> _GIVEN TEXT_:
The twins in my story share a power that allows them to see the ghost realms (also non-existent in the film) hidden to everyone else. It also exposes them to danger as there are people in the world who want to rip this power from them for their own, obviously nefarious, purposes.

The house where the majority of the action takes place is based on the one where an old friend of mine grew up. It has a history almost as old as Ashby, albeit was rebuilt by the Victorians. My friend’s house was actually older, or at least part of its basement was. The foundation of his house was thought to be Roman, some 1,700 years old. The twins house has a later origin being originally built a mere thousand years ago.

Here’s a brief excerpt from Chapter One of The Stairs Lead Down:

Lizzie twisted herself almost entirely around so she could see through the rear window of Dad’s car. Standing outside the gate of her, now old, home was Michelle. There were tears running down Lizzie’s face as she waved to her friend, growing smaller as Dad drove away. It wasn’t fair. Just because Mum and he wanted to move to the country, why did she have to? Her whole life was here. What did she want with Leicestershire?

> _REQUIRED ACTIONS_:
a: From the passage about the twins' story above, set down the part from "Here’s a brief" to "want with Leicestershire?" word for word.
b: Answer these from the passage about the twins' story:
(i) What was the foundation of the friend's house thought to be?
(ii) How long ago was the twins' house originally built?
(iii) Who stands outside the gate as Dad drives away?

> _ROWS_:

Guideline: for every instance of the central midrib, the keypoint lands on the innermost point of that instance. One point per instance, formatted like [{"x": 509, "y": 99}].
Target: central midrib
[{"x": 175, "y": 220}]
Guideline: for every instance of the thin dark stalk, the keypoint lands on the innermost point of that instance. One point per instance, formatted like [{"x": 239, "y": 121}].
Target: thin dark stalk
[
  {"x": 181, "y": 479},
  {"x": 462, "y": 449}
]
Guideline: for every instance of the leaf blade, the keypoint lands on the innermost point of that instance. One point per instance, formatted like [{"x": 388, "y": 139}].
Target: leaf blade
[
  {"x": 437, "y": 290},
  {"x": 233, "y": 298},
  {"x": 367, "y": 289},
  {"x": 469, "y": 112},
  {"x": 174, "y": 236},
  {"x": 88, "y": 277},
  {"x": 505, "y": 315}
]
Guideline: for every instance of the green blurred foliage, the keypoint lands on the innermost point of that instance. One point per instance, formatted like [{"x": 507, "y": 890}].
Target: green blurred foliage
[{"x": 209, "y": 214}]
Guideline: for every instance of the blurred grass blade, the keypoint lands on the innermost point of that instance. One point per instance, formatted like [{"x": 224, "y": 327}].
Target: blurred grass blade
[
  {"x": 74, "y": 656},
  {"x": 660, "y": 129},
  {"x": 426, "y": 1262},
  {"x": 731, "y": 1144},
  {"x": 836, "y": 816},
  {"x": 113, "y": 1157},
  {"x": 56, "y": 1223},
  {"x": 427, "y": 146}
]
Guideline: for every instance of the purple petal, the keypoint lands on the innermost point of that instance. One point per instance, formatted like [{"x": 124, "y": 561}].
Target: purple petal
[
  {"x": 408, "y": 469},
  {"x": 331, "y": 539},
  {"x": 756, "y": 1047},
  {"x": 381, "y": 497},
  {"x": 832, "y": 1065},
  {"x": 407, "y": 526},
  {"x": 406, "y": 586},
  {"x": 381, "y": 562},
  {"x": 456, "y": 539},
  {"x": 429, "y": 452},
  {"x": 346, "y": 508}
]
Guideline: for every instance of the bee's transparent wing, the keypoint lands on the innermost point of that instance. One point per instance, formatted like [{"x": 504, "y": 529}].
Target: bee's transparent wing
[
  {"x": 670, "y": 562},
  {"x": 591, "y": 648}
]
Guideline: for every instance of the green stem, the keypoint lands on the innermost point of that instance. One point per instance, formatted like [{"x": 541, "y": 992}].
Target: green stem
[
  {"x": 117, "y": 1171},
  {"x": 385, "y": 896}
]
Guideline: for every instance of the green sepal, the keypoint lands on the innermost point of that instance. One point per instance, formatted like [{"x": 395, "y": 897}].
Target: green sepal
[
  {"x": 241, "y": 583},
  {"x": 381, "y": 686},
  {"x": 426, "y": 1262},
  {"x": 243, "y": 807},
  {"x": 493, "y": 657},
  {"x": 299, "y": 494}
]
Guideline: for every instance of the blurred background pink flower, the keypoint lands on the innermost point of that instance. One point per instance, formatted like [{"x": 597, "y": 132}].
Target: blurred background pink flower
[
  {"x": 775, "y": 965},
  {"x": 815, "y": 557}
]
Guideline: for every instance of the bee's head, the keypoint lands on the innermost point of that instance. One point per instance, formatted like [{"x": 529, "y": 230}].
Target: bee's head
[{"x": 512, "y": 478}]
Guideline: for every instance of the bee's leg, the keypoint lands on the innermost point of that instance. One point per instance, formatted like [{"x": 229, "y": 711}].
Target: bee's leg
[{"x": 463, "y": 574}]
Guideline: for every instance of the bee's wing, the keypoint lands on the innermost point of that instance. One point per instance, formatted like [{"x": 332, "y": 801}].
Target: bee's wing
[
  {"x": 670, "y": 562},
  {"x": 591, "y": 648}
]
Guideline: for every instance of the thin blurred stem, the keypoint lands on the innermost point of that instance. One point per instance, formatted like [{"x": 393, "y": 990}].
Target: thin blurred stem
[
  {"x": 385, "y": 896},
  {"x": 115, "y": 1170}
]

> _SOLUTIONS IN ORDER_:
a:
Here’s a brief excerpt from Chapter One of The Stairs Lead Down:

Lizzie twisted herself almost entirely around so she could see through the rear window of Dad’s car. Standing outside the gate of her, now old, home was Michelle. There were tears running down Lizzie’s face as she waved to her friend, growing smaller as Dad drove away. It wasn’t fair. Just because Mum and he wanted to move to the country, why did she have to? Her whole life was here. What did she want with Leicestershire?

b:
(i) Roman, some 1,700 years old.
(ii) A mere thousand years ago.
(iii) Michelle.